### Given request
Copy out, word for word, the lines of the records below from the line that contains "For the photo above, indicate every instance of the white rose" through the end of the records, including both ends.
** Start Recorded data **
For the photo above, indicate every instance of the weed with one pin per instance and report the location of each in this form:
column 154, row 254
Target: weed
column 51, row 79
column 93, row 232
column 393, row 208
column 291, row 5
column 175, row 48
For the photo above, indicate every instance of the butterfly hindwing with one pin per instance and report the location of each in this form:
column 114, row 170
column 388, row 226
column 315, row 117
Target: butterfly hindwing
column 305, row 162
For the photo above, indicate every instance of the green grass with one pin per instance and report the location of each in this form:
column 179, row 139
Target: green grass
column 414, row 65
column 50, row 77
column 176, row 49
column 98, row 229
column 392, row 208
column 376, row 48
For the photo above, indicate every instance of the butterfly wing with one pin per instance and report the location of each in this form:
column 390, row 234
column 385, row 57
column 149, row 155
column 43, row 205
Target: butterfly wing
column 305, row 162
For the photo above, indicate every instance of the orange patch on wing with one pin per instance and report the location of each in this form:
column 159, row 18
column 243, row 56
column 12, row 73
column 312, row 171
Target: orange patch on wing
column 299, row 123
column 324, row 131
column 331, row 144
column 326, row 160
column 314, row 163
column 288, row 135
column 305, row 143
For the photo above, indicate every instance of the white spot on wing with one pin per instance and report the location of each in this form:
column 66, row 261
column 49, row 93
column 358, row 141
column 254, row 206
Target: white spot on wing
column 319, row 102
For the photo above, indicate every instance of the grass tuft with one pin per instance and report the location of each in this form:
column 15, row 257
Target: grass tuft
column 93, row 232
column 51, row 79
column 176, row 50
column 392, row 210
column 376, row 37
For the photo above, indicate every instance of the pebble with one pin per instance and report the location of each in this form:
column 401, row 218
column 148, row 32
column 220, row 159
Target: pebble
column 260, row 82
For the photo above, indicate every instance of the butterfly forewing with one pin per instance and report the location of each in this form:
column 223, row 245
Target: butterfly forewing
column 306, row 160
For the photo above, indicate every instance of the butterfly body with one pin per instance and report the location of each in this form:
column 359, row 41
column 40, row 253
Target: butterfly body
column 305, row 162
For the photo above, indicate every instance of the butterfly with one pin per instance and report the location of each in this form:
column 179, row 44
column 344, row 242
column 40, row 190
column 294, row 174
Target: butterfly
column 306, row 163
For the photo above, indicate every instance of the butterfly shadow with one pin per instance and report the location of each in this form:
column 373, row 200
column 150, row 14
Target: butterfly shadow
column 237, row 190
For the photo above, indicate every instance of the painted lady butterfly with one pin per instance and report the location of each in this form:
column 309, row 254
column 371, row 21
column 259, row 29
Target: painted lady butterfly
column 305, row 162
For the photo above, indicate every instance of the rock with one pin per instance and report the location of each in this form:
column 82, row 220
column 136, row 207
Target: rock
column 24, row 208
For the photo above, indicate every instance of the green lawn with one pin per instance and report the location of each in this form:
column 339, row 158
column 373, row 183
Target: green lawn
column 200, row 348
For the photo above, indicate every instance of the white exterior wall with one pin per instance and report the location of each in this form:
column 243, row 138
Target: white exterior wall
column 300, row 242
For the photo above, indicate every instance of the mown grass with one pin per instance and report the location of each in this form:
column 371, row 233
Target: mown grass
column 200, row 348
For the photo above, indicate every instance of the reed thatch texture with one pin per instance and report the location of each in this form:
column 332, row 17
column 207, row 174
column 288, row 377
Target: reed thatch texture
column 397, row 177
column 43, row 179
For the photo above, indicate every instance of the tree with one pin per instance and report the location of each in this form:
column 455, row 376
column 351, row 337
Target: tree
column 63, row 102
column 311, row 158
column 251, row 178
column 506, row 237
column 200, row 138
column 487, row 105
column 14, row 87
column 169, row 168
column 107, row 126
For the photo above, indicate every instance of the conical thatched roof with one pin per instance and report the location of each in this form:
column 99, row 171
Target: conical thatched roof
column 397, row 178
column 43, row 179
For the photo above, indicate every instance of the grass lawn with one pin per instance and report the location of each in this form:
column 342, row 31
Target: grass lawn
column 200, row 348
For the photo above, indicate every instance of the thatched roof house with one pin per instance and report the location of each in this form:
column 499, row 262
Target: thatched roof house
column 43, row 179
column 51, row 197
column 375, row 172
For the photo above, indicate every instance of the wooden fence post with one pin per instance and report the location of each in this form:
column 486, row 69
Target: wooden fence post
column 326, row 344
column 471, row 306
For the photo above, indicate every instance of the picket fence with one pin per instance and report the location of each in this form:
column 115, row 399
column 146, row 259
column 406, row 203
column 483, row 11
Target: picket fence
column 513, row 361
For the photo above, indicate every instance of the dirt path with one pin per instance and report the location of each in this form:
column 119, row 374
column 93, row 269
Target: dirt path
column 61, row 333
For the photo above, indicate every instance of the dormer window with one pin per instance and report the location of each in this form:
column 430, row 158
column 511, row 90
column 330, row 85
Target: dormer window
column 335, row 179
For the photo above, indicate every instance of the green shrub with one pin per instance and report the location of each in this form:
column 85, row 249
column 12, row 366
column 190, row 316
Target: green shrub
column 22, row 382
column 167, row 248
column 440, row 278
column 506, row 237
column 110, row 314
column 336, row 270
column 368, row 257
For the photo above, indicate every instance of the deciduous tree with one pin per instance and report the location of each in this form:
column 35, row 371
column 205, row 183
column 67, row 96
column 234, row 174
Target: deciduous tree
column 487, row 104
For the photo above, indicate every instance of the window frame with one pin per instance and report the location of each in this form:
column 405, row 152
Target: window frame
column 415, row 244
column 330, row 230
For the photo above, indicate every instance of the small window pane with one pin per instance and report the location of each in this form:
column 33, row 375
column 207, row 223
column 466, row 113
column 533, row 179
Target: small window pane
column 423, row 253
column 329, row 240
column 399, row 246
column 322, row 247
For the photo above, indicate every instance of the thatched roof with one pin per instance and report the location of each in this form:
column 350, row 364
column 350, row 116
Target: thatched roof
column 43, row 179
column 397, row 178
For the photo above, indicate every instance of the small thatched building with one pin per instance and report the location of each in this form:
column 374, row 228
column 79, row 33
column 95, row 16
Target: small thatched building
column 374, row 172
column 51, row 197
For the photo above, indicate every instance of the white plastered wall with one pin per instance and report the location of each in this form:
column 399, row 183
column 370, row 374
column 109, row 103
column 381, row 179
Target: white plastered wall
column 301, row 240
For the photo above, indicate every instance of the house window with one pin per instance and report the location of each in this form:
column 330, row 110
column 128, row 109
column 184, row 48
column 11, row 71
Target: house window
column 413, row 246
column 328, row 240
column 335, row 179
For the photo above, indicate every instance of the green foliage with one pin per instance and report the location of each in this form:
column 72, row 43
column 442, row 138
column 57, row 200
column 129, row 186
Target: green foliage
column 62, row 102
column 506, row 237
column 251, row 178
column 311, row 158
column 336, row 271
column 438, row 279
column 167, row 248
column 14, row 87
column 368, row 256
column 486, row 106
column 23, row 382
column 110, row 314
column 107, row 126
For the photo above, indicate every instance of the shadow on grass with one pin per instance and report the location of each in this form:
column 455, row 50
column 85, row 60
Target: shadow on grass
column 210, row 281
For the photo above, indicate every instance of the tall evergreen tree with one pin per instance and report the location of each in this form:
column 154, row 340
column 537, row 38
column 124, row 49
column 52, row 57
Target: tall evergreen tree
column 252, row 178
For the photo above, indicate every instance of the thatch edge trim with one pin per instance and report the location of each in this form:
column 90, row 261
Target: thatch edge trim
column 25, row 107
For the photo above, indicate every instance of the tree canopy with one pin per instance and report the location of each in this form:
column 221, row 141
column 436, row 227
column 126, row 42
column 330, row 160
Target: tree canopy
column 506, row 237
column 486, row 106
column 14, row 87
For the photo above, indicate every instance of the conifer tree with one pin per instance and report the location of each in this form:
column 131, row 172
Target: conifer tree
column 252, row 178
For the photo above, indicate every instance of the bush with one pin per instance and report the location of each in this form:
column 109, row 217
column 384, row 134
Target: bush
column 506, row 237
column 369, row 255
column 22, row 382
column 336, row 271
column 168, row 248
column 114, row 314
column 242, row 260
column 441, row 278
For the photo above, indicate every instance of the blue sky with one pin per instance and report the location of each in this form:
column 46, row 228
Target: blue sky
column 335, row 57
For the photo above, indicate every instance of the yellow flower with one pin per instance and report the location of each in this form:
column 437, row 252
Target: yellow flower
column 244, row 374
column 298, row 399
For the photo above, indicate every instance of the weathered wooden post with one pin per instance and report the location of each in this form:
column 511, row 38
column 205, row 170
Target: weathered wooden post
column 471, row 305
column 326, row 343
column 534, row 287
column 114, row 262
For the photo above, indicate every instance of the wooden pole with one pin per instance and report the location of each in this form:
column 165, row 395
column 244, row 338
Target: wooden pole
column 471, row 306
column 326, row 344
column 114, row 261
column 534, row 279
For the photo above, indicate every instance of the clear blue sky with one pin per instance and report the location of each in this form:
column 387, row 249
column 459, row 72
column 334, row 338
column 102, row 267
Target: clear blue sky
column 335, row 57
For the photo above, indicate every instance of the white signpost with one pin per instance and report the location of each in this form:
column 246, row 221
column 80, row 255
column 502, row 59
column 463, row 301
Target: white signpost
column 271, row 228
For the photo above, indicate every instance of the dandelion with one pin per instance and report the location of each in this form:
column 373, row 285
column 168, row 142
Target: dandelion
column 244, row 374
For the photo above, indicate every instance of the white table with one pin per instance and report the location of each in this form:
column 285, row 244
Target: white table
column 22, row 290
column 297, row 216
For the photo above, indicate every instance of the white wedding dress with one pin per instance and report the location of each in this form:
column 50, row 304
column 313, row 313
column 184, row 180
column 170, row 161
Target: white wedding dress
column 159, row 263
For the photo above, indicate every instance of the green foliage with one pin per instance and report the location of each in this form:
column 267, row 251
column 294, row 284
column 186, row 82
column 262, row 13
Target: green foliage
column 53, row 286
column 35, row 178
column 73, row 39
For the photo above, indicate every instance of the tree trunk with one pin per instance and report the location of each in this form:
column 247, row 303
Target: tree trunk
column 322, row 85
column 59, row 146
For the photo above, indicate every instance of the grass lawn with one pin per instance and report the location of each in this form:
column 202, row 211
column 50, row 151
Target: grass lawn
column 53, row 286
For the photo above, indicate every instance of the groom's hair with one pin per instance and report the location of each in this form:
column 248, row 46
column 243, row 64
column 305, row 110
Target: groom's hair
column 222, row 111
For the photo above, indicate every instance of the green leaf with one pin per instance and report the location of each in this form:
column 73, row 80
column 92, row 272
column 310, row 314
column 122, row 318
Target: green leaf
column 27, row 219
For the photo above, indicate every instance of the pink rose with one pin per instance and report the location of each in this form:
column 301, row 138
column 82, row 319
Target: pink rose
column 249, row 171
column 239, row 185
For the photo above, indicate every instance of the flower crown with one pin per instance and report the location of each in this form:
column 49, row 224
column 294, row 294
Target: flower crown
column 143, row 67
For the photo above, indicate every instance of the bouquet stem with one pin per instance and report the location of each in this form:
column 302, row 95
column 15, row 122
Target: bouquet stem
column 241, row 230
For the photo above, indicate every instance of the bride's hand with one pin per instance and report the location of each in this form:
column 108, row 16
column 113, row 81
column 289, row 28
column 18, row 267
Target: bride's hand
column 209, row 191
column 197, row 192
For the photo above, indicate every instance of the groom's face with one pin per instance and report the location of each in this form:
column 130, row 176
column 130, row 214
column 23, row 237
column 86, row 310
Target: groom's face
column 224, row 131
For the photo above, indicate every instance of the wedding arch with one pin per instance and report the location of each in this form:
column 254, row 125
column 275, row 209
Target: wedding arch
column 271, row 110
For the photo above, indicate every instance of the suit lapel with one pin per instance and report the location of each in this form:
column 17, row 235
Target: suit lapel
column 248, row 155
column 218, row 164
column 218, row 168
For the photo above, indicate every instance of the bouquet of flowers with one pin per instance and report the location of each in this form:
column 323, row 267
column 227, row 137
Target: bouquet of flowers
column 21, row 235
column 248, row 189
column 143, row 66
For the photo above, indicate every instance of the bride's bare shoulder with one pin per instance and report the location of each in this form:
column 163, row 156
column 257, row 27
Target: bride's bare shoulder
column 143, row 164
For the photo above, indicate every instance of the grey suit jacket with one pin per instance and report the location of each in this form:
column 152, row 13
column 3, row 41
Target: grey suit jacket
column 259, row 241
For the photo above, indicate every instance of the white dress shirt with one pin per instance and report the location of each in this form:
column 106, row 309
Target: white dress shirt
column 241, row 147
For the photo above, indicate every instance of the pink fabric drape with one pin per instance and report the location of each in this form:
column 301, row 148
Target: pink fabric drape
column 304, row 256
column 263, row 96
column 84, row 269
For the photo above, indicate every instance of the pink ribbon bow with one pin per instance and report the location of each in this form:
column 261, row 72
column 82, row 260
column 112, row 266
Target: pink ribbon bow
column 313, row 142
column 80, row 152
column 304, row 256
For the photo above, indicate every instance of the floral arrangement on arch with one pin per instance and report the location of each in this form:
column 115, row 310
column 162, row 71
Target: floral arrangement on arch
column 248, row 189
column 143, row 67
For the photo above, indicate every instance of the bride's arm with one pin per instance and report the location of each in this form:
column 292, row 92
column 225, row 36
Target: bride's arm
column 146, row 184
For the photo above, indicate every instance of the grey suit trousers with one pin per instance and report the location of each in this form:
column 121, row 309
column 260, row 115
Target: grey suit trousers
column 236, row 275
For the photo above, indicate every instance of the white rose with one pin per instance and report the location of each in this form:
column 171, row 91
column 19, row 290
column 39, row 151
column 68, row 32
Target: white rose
** End Recorded data **
### Expected answer
For the photo above, indicate every instance of the white rose with one pin per instance and report the location of each in this form:
column 171, row 91
column 19, row 290
column 39, row 151
column 68, row 32
Target: white rose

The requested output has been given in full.